Passage shown:
....................

The Liturgy: Service & Action

Service & Participation in Divine Action

–Pope Benedict XVI, General Audience (September 26, 2012)


…After a long series of Catecheses on payer in Scripture, we can ask ourselves: how can I let myself be formed by the Holy Spirit and thereby become able to enter into the atmosphere of God, of prayer with Go. (Emphasis added.)  What is the school in which he teaches me  to pray, comes to help me in my attempts to speak to God correctly?  The first school of prayer…is the Word of God, Sacred Scripture.  Sacred Scripture is an ongoing dialogue between God and man, a progressive dialogue in which God shows himself ever closer, in which we can become ever better acquainted with his face, his voice, his being; and man leans to accept to know God and to talk to God (emphasis added). Therefore, in these weeks, in reading Sacred Scripture we have sought to learn from Scripture, from this ongoing dialogue, how we may enter into contact with God.

However, there is yet another precious “place,” another precious “source” for developing in prayer, a source of living water that is very closely related to the previous one.  I am referring to the liturgy, which is a privileged context in which God speaks to each one of us, here and now, and awaits our answer.

What is the liturgy?  If we open the Catechism of the Catholic Church—ever an invaluable and, I would say, indispensable aid—we can read that the word “liturgy” originally meant: a “service in the name of/on behalf of the people” (n. 1069).  If Christian theology made use of this word of the Greek world, it obviously did so thinking of the new People of God born from Christ who opened his arms on the Cross to unite human beings in the peace of the one God.  A “service on behalf of the people,” a people which did not exist on its own, but was formed through the Paschal Mystery of Jesus Christ.  Indeed, the People of God does not exist through ties of kinship, place or country. Rather it is always born from the action of the Son of God and from the communion with the Father that he obtains for us (emphasis added)

....................

Goal 1:
Recast the outline records from the line with "Find the papaya; segment each instance." to the line with "[[[0,52],[0,72],[4,72],[11,65],[11,56],[7,52]]]" as a Markdown table with the columns Row and Line, skipping blank lines and leaving out the pictures.
The passage on the liturgy and the outline records are unrelated to each other.

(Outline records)
....................

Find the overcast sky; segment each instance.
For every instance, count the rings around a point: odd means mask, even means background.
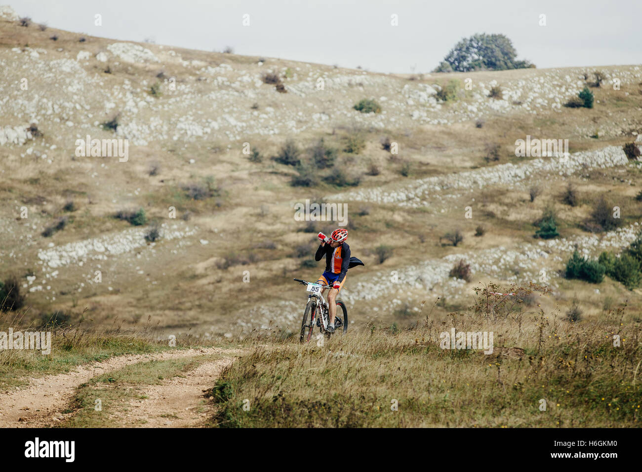
[[[642,64],[642,0],[0,0],[49,26],[205,51],[428,72],[462,37],[503,33],[539,68]],[[94,15],[102,26],[94,26]],[[243,15],[250,25],[243,25]],[[391,25],[391,15],[399,25]],[[540,15],[546,24],[539,26]],[[413,68],[414,68],[413,69]]]

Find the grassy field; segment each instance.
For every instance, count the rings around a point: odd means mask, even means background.
[[[213,387],[211,425],[636,427],[641,326],[622,324],[624,311],[584,323],[543,311],[495,321],[453,313],[406,329],[372,324],[322,345],[257,340]],[[492,354],[441,349],[440,333],[453,328],[493,331]]]

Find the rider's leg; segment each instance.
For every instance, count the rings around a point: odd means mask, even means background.
[[[345,283],[345,279],[347,277],[347,275],[343,277],[343,280],[342,281],[341,284],[339,286],[339,290],[343,288],[343,284]],[[334,324],[334,317],[336,316],[336,295],[338,294],[339,290],[336,288],[331,288],[327,293],[327,304],[329,305],[329,311],[330,312],[329,322],[333,326]]]
[[[327,304],[330,311],[330,319],[328,321],[333,326],[334,324],[334,317],[336,316],[336,294],[338,293],[339,291],[336,288],[331,288],[327,293]]]

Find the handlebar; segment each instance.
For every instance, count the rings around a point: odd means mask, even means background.
[[[296,281],[297,282],[299,282],[299,283],[301,284],[302,285],[307,285],[308,283],[310,283],[309,282],[306,282],[306,281],[302,280],[301,279],[293,279],[292,280],[294,280],[294,281]],[[322,285],[321,288],[332,288],[332,285]]]

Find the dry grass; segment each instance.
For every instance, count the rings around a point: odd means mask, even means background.
[[[278,331],[257,337],[254,352],[207,394],[220,407],[211,425],[638,426],[639,323],[622,324],[623,309],[580,322],[537,310],[506,308],[494,321],[483,313],[453,313],[443,322],[426,316],[402,331],[371,324],[323,345],[299,345]],[[492,354],[440,349],[440,334],[453,328],[492,331]]]

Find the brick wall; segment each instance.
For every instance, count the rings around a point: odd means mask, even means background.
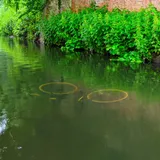
[[[72,10],[77,10],[78,8],[89,6],[92,0],[71,0]],[[108,4],[108,9],[111,11],[113,8],[126,8],[129,10],[139,10],[141,7],[147,7],[149,3],[154,4],[154,6],[160,10],[160,0],[94,0],[97,6],[103,6]]]

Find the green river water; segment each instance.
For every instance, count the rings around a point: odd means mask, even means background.
[[[0,160],[160,160],[159,149],[157,66],[0,38]]]

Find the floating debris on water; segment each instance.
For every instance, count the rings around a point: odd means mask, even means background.
[[[37,97],[40,96],[40,94],[38,94],[38,93],[31,93],[30,95],[31,96],[37,96]]]
[[[80,97],[79,99],[78,99],[78,101],[81,101],[83,99],[83,96],[82,97]]]
[[[56,98],[49,98],[50,100],[56,100]]]

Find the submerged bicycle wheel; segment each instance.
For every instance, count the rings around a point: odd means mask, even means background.
[[[71,89],[70,91],[62,91],[62,92],[52,92],[52,91],[47,91],[46,89],[44,89],[46,86],[51,86],[51,85],[60,85],[60,87],[69,86],[69,87],[72,87],[73,89]],[[45,83],[45,84],[40,85],[39,90],[47,94],[64,95],[64,94],[72,94],[76,92],[78,90],[78,87],[68,82],[50,82],[50,83]]]
[[[119,89],[101,89],[87,95],[87,99],[96,103],[114,103],[127,97],[128,93]]]

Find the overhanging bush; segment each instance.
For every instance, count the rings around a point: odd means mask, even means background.
[[[85,49],[129,62],[150,60],[160,53],[160,12],[152,5],[140,12],[65,11],[43,21],[42,30],[47,44],[60,45],[66,52]]]

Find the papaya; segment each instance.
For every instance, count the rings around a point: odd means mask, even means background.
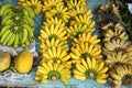
[[[21,74],[28,74],[33,66],[33,54],[30,51],[22,51],[14,58],[14,69]]]
[[[11,65],[11,55],[8,52],[0,52],[0,72],[7,70]]]

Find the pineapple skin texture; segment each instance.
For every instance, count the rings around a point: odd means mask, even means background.
[[[0,52],[0,72],[4,72],[11,65],[11,56],[7,52]]]

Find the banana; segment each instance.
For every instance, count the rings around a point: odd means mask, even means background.
[[[79,79],[79,80],[85,80],[86,79],[86,76],[85,75],[74,75],[74,77],[76,79]]]
[[[0,36],[2,36],[8,30],[10,30],[11,29],[11,25],[6,25],[6,26],[3,26],[2,29],[1,29],[1,31],[0,31]]]
[[[70,58],[70,55],[66,55],[65,57],[63,57],[62,62],[67,62]]]
[[[4,11],[7,11],[8,9],[12,8],[13,6],[8,3],[1,7],[0,9],[0,15],[4,14]]]
[[[14,43],[13,43],[13,47],[16,48],[19,46],[19,34],[15,33],[15,38],[14,38]]]
[[[108,67],[103,67],[102,69],[100,69],[98,73],[103,74],[108,72]]]
[[[96,58],[91,58],[91,68],[92,69],[95,69],[96,64],[97,64]]]
[[[98,84],[106,84],[106,82],[107,82],[107,79],[97,78],[96,81],[97,81]]]
[[[100,62],[100,63],[98,64],[97,72],[101,70],[103,66],[105,66],[105,63],[103,63],[103,62]]]
[[[1,24],[4,24],[8,20],[12,19],[12,15],[2,16]]]
[[[34,29],[33,28],[31,28],[28,24],[23,24],[23,29],[25,29],[28,31],[28,37],[29,38],[34,37]]]
[[[84,67],[85,67],[86,69],[88,69],[88,65],[87,65],[87,63],[86,63],[86,61],[85,61],[84,58],[81,58],[81,64],[84,65]]]
[[[22,29],[23,31],[23,38],[22,38],[22,43],[25,43],[28,40],[28,30],[26,29]]]
[[[110,76],[112,76],[114,79],[121,80],[121,77],[118,76],[118,75],[116,75],[113,72],[110,72],[109,74],[110,74]]]
[[[29,38],[26,40],[25,45],[26,45],[26,46],[30,45],[30,40],[29,40]]]
[[[47,66],[48,66],[50,70],[53,70],[53,64],[51,62],[47,62]]]
[[[0,43],[3,43],[10,33],[11,33],[11,30],[6,31],[0,38]]]
[[[80,73],[86,73],[86,68],[81,64],[76,64],[76,69]]]
[[[34,26],[34,21],[30,16],[23,16],[22,19],[23,19],[22,21],[25,22],[26,24]]]
[[[7,36],[7,38],[4,40],[4,42],[3,42],[2,44],[3,44],[3,45],[7,45],[8,42],[10,41],[10,38],[12,37],[12,35],[13,35],[13,32],[11,32],[11,33]]]
[[[23,11],[26,11],[25,15],[30,16],[30,18],[34,18],[35,13],[33,12],[33,10],[30,7],[23,7]]]
[[[3,25],[4,25],[4,26],[6,26],[6,25],[10,25],[10,26],[11,26],[13,23],[14,23],[14,21],[10,19],[10,20],[8,20],[8,21],[4,22],[4,23],[2,22],[1,25],[2,25],[2,26],[3,26]]]
[[[92,65],[91,65],[91,61],[90,61],[90,58],[87,57],[86,61],[87,61],[88,68],[91,68]]]
[[[57,68],[57,72],[61,72],[62,69],[64,69],[65,66],[64,65],[59,65],[58,68]]]
[[[47,66],[46,63],[42,63],[42,66],[43,66],[47,72],[50,72],[50,68],[48,68],[48,66]]]
[[[74,75],[84,75],[82,73],[80,73],[80,72],[77,70],[77,69],[74,69],[73,73],[74,73]]]
[[[13,35],[9,38],[7,45],[8,45],[8,46],[13,45],[14,40],[15,40],[15,34],[13,33]]]
[[[12,9],[6,10],[4,13],[2,14],[2,16],[8,16],[8,15],[13,15]]]

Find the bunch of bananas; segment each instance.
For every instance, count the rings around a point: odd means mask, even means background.
[[[43,22],[38,38],[42,61],[36,70],[35,80],[47,82],[61,79],[68,85],[72,62],[67,44],[67,26],[69,14],[63,0],[48,0],[43,2],[45,22]]]
[[[32,8],[35,14],[41,13],[43,8],[40,0],[19,0],[18,4]]]
[[[68,85],[70,78],[70,70],[65,68],[61,63],[44,62],[37,67],[35,80],[46,84],[48,80],[61,79],[65,85]]]
[[[0,9],[2,18],[0,43],[6,46],[26,47],[34,37],[34,12],[29,7],[3,4]]]
[[[109,73],[110,78],[114,82],[114,88],[120,88],[121,85],[131,85],[132,82],[132,65],[116,65]]]
[[[73,70],[74,77],[79,80],[85,80],[86,78],[94,78],[98,84],[106,84],[106,74],[108,67],[105,66],[103,62],[98,63],[96,58],[87,57],[86,61],[81,59],[80,63],[76,64],[76,68]]]
[[[107,57],[109,79],[114,88],[120,88],[123,82],[128,82],[128,79],[132,80],[132,45],[124,28],[120,24],[121,15],[114,4],[102,4],[97,13],[103,36],[102,53]]]
[[[70,57],[75,65],[73,75],[76,79],[94,78],[99,84],[106,84],[108,67],[101,55],[100,40],[95,32],[95,21],[91,20],[91,9],[85,0],[65,0],[70,15],[67,36],[72,40]]]

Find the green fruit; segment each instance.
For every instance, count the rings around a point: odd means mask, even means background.
[[[30,51],[22,51],[14,59],[14,68],[18,73],[30,73],[33,66],[33,55]]]
[[[3,72],[10,67],[11,56],[7,52],[0,52],[0,72]]]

....................

Goal 2:
Echo the passage on the liturgy from "However, there is" to "awaits our answer.".

Worked solution 1:
| Row | Line |
|---|---|
| 1 | Find the papaya; segment each instance. |
| 2 | For every instance, count the rings around a point: odd means mask, even means background. |
| 3 | [[[21,74],[28,74],[33,66],[33,54],[30,51],[22,51],[14,58],[14,69]]] |
| 4 | [[[11,65],[11,55],[8,52],[0,52],[0,72],[7,70]]] |
| 5 | Find the pineapple skin texture; segment each instance. |
| 6 | For every instance, count the rings around a point: odd means mask, even means background. |
| 7 | [[[0,52],[0,72],[4,72],[11,65],[11,56],[7,52]]] |

Worked solution 2:
However, there is yet another precious “place,” another precious “source” for developing in prayer, a source of living water that is very closely related to the previous one.  I am referring to the liturgy, which is a privileged context in which God speaks to each one of us, here and now, and awaits our answer.